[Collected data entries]

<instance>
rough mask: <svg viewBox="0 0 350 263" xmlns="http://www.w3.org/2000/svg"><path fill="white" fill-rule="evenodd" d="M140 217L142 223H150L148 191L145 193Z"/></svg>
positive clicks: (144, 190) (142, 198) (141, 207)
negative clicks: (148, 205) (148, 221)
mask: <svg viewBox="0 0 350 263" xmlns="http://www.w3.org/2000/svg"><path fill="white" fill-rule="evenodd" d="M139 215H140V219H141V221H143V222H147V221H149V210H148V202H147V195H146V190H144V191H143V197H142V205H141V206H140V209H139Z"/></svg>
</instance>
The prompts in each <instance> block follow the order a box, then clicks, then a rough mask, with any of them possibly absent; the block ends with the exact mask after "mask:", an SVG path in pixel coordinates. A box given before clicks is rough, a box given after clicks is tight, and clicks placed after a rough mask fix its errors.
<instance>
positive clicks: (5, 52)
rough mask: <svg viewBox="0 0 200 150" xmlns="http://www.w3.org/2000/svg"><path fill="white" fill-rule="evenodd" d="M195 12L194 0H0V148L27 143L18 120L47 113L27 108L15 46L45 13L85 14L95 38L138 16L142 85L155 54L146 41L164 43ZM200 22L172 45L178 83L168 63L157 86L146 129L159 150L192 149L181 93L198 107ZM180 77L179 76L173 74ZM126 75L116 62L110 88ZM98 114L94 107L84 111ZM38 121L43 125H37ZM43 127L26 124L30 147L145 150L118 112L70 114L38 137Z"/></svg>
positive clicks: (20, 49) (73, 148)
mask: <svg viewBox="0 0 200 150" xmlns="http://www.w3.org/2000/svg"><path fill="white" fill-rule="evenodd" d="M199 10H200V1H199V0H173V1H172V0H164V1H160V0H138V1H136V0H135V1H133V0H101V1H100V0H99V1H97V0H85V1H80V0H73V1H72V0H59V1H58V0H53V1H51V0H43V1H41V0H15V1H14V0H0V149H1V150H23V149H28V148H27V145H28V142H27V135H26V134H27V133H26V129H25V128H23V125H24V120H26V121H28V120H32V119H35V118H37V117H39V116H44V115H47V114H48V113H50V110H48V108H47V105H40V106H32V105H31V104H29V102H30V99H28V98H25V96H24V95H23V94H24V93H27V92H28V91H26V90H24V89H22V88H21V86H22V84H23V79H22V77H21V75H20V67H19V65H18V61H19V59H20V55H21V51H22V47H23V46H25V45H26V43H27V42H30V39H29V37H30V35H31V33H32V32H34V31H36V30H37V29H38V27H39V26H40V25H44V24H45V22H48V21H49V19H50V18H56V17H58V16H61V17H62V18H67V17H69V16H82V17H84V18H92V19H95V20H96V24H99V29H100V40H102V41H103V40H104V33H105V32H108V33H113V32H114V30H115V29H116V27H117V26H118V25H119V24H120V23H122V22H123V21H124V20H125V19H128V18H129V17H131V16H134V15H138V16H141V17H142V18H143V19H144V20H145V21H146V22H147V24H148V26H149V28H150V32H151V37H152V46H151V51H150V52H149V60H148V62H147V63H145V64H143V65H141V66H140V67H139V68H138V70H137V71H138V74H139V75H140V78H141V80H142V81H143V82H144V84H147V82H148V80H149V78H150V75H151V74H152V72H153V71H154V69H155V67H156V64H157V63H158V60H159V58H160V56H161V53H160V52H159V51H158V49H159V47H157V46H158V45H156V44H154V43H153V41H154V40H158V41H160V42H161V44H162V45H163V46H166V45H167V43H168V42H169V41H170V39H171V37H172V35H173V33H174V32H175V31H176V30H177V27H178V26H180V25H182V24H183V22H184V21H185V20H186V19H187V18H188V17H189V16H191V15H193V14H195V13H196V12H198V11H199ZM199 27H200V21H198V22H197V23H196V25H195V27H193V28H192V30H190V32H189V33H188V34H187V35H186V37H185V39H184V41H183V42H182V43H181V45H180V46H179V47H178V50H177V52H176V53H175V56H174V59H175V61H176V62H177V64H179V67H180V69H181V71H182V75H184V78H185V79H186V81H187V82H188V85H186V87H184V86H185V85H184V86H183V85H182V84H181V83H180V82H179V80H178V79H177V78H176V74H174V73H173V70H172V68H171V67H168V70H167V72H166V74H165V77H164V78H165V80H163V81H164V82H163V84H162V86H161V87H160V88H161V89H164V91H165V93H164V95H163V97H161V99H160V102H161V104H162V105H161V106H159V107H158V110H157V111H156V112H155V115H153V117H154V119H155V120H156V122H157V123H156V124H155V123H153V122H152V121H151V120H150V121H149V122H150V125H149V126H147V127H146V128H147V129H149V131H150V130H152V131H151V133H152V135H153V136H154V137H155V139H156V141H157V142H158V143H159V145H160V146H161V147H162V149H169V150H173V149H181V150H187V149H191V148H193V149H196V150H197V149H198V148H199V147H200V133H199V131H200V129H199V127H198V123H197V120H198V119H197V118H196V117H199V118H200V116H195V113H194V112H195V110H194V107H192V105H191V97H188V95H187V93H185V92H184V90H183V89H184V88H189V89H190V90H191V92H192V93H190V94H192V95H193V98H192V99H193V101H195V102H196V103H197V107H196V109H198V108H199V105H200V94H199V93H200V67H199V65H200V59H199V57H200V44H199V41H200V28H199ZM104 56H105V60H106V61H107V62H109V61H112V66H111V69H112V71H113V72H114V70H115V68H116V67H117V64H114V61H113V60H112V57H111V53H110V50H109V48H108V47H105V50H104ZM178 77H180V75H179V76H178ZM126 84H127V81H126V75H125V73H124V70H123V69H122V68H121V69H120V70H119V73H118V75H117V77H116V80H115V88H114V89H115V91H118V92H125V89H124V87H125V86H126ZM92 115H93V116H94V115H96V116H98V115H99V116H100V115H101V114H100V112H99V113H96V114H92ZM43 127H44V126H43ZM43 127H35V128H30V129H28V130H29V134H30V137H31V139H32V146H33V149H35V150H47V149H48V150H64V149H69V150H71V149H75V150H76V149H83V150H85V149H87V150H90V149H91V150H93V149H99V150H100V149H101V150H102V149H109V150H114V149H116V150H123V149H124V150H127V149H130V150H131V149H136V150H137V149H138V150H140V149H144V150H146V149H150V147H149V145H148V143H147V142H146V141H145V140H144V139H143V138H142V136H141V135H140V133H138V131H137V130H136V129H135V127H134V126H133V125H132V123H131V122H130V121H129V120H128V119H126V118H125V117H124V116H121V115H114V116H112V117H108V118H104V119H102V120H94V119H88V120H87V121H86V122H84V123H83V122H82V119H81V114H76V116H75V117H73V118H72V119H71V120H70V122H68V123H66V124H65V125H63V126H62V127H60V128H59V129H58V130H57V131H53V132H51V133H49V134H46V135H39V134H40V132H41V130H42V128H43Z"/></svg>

What you will do:
Only the lines from the start of the data to the line holding "positive clicks: (144, 190)" are wanted; return them exactly, both ends included.

Exercise result:
<instance>
rough mask: <svg viewBox="0 0 350 263" xmlns="http://www.w3.org/2000/svg"><path fill="white" fill-rule="evenodd" d="M140 217L142 223H150L148 191L145 193Z"/></svg>
positive clicks: (144, 190) (142, 198) (141, 207)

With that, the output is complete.